| Selection |
Reputation: 1269
For example,
url: https://pig.apache.org/docs/r0.14.0/func.html
url: http://hadoop.apache.org/docs/r2.7.1/hadoop-project-dist/hadoop-hdfs/HDFSCommands.html
URL is not just limited to the above examples. I would want to extract host name as:
host_name : pig.apache.org
Could any one help me out.
Upvotes: 1
Views: 749
Reputation: 5541
You're actually looking to extract host names, not domain names. pig.apache.org
is a host name, apache.org
is the domain name.

| Set task 1 |
List each reputation, upvote, and view count shown in the thread on extracting host names from URLs, with its label.
| Set task 2 |
Go on with the thread on extracting host names from URLs, starting right after its last sentence.

| Stored rows |
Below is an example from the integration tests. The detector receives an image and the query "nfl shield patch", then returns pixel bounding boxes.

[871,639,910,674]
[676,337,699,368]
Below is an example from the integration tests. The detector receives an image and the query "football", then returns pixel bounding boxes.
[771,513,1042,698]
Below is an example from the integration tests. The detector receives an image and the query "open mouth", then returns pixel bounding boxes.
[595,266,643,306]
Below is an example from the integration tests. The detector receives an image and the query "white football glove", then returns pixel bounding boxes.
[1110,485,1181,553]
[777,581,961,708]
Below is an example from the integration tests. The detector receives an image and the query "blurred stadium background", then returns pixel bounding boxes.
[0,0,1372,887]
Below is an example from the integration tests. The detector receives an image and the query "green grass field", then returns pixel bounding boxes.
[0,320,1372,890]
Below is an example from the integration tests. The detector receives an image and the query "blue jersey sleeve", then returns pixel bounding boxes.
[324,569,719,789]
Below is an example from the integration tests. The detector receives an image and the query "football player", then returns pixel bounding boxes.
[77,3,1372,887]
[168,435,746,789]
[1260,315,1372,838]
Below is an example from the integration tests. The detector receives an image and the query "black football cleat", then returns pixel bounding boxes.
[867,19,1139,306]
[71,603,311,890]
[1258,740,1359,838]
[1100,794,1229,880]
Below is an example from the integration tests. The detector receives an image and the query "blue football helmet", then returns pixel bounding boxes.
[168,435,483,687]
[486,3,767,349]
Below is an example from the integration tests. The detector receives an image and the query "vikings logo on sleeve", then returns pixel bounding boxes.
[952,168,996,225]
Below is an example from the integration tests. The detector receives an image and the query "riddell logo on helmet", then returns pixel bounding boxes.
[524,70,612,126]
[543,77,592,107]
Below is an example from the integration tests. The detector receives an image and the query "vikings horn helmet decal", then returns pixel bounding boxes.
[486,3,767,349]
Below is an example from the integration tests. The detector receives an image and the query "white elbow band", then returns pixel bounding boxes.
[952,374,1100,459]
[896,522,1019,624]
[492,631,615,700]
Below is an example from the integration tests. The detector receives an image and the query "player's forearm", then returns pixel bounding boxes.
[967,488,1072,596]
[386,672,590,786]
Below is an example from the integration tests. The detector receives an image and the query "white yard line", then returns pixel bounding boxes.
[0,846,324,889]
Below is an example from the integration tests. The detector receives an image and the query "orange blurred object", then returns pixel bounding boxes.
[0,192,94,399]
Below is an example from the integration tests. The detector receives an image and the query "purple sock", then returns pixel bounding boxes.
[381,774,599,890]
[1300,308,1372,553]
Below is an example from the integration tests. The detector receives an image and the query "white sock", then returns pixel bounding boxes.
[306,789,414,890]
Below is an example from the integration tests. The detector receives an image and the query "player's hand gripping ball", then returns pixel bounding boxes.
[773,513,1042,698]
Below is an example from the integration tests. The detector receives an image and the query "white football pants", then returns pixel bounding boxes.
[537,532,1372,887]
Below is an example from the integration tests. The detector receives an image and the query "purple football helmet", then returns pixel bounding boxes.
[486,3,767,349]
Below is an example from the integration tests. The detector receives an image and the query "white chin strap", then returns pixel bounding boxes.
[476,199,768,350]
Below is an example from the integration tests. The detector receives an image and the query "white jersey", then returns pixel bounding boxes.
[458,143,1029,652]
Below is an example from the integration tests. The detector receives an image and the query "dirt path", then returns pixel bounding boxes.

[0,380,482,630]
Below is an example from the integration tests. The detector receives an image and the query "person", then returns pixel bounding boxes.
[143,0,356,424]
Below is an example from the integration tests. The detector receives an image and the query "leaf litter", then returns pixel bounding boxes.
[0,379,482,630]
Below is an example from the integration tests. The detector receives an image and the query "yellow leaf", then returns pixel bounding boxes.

| Right answer 1 |
Reputation: 1269
Upvotes: 1
Views: 749
Reputation: 5541

| Right answer 2 |
Luckily the nice people at Pig have written a UDF to do this. Simply use the Host Extractor UDF as such:
host = FOREACH row GENERATE org.apache.pig.piggybank.evaluation.util.apachelogparser.HostExtractor(referer);
The API docs can be found at: https://pig.apache.org/docs/r0.8.1/api/org/apache/pig/piggybank/evaluation/util/apachelogparser/HostExtractor.html
Upvotes: 4
Reputation: 596
Sounds like what you are trying to do is run a regex on each url to extract the hostname. This should be something like :
splt = FOREACH A GENERATE FLATTEN(REGEX_EXTRACT(line,'.*\://(?:www.)?([^\/]+)',1))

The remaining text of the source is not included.